Excerpt to read >>
▽
Another Windows 11 update has now broken the auto-hide taskbar entirely.

Thanks to advice here, from Mongrel and others, I had got used to tapping the Windows key twice whenever the taskbar refused to reappear. That always reactivated it. Microsoft's new update has, to my amazement, somehow succeeded in killing that fix.

Why can't they just leave stuff the hell alone and stop breaking it?
 
Another Windows 11 update has now broken the auto-hide taskbar entirely.

Thanks to advice here, from Mongrel and others, I had got used to tapping the Windows key twice whenever the taskbar refused to reappear. That always reactivated it. Microsoft's new update has, to my amazement, somehow succeeded in killing that fix.

Why can't they just leave stuff the hell alone and stop breaking it?

Pretty much every OS breaks sporadically during updates. If you uncheck the setting for "Automatically hide the taskbar" does the taskbar show up correctly? If you'd like I could provide a few command line options to see if something got corrupted. They don't usually take too long to run and can sometimes clear up other things as well.

One of them is:

sfc /scannow

That just runs a system file check. It runs a check against the windows repository and looks for corrupted files and then replaces them. That would be a good place to start. There are also a bunch of DISM commands, but those are generally to clean up or repair an image, which I'm not sure is really the issue here. I run the sfc and a DISM check on my system at home whenever I run into issues and it usually clears them up.
 
Yes the taskbar stays put if I disable autohide. Thanks, but I think I'm going to wait for Microsoft to fix it. The bug affects both my work and personal laptops - different brand machines - and a quick Google for "Windows 11 update broke autohide taskbar" hints that MS are aware they've screwed it up, so it's not a problem specific to my computer.
△
Information given >>
▽
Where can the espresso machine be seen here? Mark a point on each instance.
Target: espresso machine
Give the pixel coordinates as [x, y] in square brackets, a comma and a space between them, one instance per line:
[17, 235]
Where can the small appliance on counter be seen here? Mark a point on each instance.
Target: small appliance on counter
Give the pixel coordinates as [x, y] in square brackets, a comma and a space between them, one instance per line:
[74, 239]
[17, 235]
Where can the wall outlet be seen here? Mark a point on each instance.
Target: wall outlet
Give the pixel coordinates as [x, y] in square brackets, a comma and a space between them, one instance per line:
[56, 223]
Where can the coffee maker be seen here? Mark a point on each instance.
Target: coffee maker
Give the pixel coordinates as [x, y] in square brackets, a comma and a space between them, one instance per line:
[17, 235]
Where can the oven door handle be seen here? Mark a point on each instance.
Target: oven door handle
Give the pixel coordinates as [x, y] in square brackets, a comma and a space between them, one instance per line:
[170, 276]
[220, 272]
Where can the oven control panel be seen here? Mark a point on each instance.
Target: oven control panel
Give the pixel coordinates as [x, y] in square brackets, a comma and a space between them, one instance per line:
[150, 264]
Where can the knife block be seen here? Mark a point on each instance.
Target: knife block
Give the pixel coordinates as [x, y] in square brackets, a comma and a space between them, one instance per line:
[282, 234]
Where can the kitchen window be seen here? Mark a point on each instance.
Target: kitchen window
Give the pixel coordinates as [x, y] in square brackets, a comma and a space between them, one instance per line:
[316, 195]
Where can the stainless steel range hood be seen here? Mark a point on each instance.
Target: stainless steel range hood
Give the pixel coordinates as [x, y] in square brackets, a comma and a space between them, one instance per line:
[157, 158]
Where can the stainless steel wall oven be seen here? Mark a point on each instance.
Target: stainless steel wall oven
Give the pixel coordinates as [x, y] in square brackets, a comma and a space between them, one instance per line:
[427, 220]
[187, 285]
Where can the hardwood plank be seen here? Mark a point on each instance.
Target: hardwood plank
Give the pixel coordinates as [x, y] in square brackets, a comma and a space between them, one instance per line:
△
Brief 1 >>
In the taskbar thread, which command does the reply suggest for running a system file check?
Brief 2 >>
Return everything in the taskbar thread from "sfc /scannow" down to "to my computer.".

Answer area 1 >>
sfc /scannow

Answer area 2 >>
sfc /scannow

That just runs a system file check. It runs a check against the windows repository and looks for corrupted files and then replaces them. That would be a good place to start. There are also a bunch of DISM commands, but those are generally to clean up or repair an image, which I'm not sure is really the issue here. I run the sfc and a DISM check on my system at home whenever I run into issues and it usually clears them up.
 
Yes the taskbar stays put if I disable autohide. Thanks, but I think I'm going to wait for Microsoft to fix it. The bug affects both my work and personal laptops - different brand machines - and a quick Google for "Windows 11 update broke autohide taskbar" hints that MS are aware they've screwed it up, so it's not a problem specific to my computer.